Task requirements> Lines before the one containing "of the dark" are left out; output the rest of the data exactly, through the final line.

Working data>
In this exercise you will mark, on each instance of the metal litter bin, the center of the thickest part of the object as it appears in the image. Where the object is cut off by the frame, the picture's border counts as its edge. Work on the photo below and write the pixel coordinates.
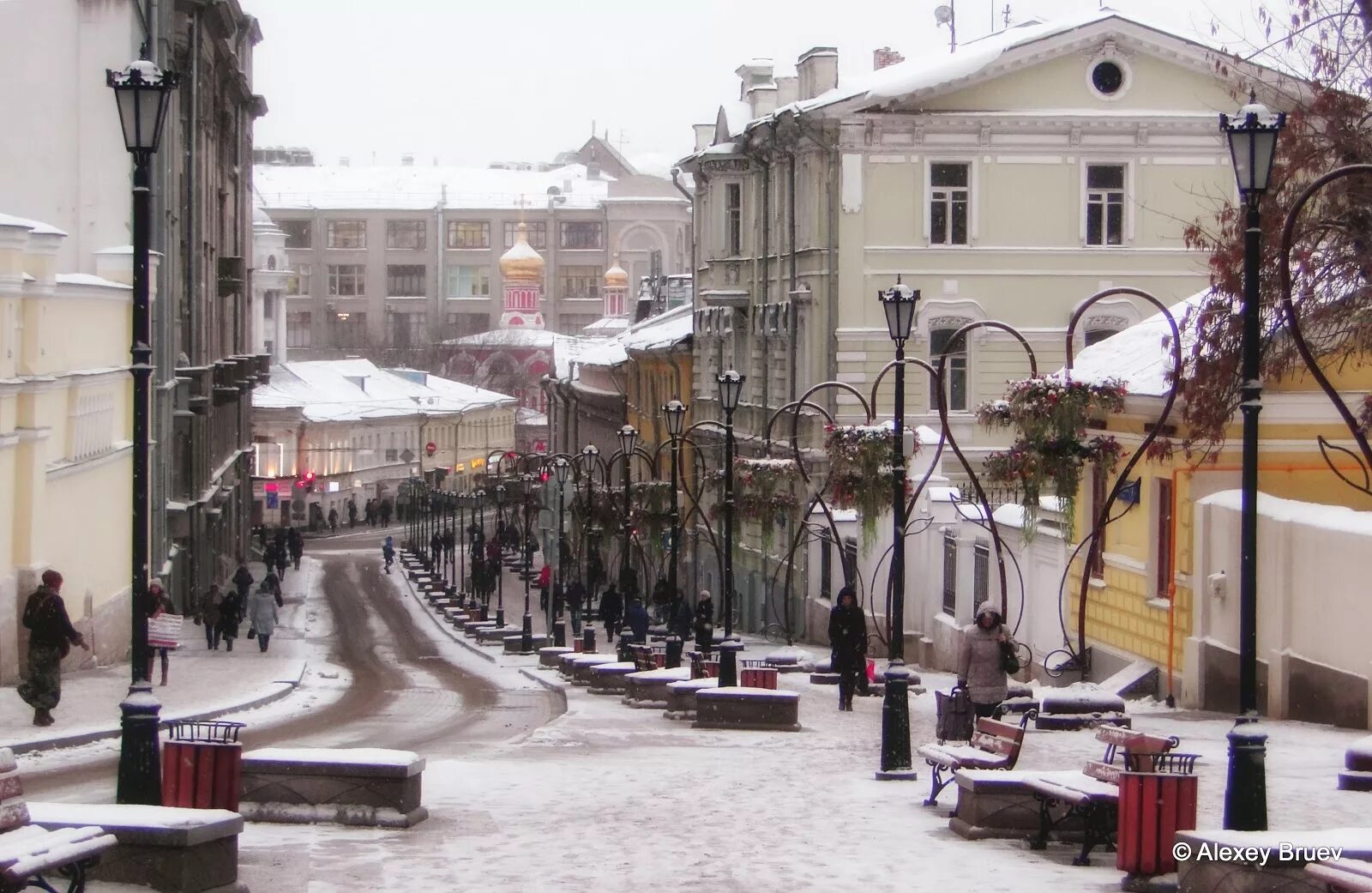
(202, 766)
(1157, 799)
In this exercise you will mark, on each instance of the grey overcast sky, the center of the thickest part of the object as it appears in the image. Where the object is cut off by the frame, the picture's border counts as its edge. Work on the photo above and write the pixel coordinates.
(468, 82)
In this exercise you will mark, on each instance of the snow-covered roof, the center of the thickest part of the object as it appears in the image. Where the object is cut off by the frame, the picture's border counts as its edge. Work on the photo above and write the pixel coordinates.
(354, 389)
(418, 188)
(1140, 355)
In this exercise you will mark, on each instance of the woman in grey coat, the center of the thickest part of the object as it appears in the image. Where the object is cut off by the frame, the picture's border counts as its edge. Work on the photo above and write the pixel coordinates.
(978, 668)
(262, 616)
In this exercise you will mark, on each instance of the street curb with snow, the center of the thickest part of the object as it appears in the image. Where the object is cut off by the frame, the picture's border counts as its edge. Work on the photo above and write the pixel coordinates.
(280, 689)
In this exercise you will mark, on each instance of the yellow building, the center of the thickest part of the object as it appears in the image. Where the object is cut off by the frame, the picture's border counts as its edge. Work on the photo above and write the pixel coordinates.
(1150, 590)
(65, 439)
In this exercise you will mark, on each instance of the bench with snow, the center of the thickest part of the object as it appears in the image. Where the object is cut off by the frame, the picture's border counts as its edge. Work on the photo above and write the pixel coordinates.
(29, 854)
(681, 697)
(647, 689)
(514, 643)
(552, 655)
(578, 667)
(166, 848)
(610, 678)
(994, 745)
(1080, 705)
(1342, 876)
(342, 785)
(1094, 794)
(1357, 766)
(737, 707)
(1220, 862)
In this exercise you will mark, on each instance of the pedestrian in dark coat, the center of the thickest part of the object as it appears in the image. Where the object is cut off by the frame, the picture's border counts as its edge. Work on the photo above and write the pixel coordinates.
(231, 615)
(638, 620)
(611, 611)
(847, 645)
(704, 622)
(51, 637)
(242, 582)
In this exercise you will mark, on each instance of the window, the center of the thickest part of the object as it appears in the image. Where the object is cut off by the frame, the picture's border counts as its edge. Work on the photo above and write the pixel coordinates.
(298, 283)
(948, 199)
(950, 601)
(468, 281)
(1097, 558)
(468, 233)
(406, 233)
(463, 324)
(733, 220)
(980, 571)
(405, 281)
(347, 233)
(537, 235)
(580, 235)
(580, 283)
(298, 329)
(1104, 205)
(408, 329)
(1164, 538)
(347, 281)
(298, 233)
(955, 372)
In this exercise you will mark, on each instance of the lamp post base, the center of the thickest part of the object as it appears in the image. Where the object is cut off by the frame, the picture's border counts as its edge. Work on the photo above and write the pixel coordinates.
(1246, 794)
(141, 764)
(895, 727)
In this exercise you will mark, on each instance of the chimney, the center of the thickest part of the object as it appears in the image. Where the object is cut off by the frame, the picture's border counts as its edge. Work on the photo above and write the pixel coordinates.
(816, 71)
(884, 57)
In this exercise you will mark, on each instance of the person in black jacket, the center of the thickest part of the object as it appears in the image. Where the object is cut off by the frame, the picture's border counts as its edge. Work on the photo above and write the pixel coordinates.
(848, 645)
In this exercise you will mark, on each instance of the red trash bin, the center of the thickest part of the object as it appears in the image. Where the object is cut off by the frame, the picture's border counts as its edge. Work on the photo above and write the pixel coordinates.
(202, 766)
(1157, 799)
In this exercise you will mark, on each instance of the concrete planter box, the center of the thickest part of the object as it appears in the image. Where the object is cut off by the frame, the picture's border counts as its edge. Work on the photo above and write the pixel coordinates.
(514, 643)
(610, 678)
(166, 848)
(346, 787)
(1211, 876)
(763, 709)
(996, 804)
(647, 689)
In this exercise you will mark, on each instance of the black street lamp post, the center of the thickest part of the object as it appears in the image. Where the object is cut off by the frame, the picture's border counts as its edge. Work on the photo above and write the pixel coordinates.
(143, 94)
(899, 304)
(676, 413)
(562, 471)
(731, 389)
(1253, 140)
(527, 631)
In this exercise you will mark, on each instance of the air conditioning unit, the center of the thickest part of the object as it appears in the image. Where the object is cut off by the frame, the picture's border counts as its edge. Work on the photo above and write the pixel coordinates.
(232, 275)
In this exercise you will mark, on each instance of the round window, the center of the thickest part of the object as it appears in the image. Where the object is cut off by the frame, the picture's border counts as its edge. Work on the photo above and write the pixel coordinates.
(1108, 77)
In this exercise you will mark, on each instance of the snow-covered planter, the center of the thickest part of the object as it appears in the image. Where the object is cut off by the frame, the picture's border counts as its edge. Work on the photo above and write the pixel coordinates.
(1050, 414)
(859, 471)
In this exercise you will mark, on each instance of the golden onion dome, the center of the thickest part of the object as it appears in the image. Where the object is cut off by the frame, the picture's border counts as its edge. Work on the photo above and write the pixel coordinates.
(521, 263)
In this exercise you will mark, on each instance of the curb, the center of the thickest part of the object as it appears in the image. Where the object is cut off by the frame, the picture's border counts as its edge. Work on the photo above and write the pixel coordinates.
(281, 689)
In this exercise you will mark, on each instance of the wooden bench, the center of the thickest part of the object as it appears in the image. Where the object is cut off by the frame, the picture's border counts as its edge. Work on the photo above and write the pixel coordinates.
(1094, 796)
(995, 745)
(31, 854)
(1342, 876)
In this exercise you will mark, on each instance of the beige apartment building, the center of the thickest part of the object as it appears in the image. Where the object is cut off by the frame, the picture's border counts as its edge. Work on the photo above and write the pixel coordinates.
(390, 261)
(1010, 181)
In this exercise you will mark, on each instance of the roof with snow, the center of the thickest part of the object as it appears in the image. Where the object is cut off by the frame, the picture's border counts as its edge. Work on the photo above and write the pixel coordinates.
(357, 389)
(1142, 354)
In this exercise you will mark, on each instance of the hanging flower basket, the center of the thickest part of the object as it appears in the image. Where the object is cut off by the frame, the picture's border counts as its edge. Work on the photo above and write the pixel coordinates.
(859, 471)
(1050, 414)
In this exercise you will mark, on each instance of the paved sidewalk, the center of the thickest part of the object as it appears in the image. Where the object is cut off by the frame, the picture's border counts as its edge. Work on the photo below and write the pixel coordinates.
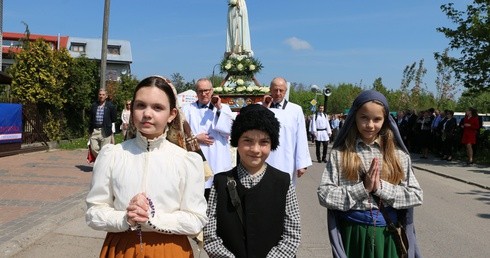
(42, 202)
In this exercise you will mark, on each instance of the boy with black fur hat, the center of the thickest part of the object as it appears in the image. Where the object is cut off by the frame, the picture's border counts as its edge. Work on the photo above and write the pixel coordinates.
(252, 209)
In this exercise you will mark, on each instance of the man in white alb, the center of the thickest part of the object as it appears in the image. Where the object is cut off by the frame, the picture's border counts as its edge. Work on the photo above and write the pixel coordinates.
(210, 122)
(292, 156)
(320, 128)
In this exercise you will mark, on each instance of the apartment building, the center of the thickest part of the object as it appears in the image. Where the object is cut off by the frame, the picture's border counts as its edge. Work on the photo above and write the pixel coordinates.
(119, 57)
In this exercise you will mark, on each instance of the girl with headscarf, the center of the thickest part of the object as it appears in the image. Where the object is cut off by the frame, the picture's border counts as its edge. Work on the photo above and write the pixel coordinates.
(147, 192)
(369, 173)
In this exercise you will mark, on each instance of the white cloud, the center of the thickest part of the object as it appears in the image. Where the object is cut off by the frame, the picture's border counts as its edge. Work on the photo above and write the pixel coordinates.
(298, 44)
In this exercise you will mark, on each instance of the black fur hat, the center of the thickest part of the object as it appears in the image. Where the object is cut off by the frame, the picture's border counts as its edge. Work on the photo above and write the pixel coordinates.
(255, 117)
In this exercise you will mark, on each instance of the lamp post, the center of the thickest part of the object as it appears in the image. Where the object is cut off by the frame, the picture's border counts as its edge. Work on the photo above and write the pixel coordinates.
(326, 92)
(212, 76)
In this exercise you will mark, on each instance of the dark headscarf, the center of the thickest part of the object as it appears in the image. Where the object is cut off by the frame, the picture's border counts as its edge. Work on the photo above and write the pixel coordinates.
(255, 117)
(334, 234)
(366, 96)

Task solution>
In this exercise you will mark, on each instance of the dark headscarf, the center of the thickest part of the object as it appears in the image. Where the object is cut off by the frame, the picture's border counts as its edge. Work on the photo above and write the pixel coordinates.
(255, 117)
(334, 234)
(366, 96)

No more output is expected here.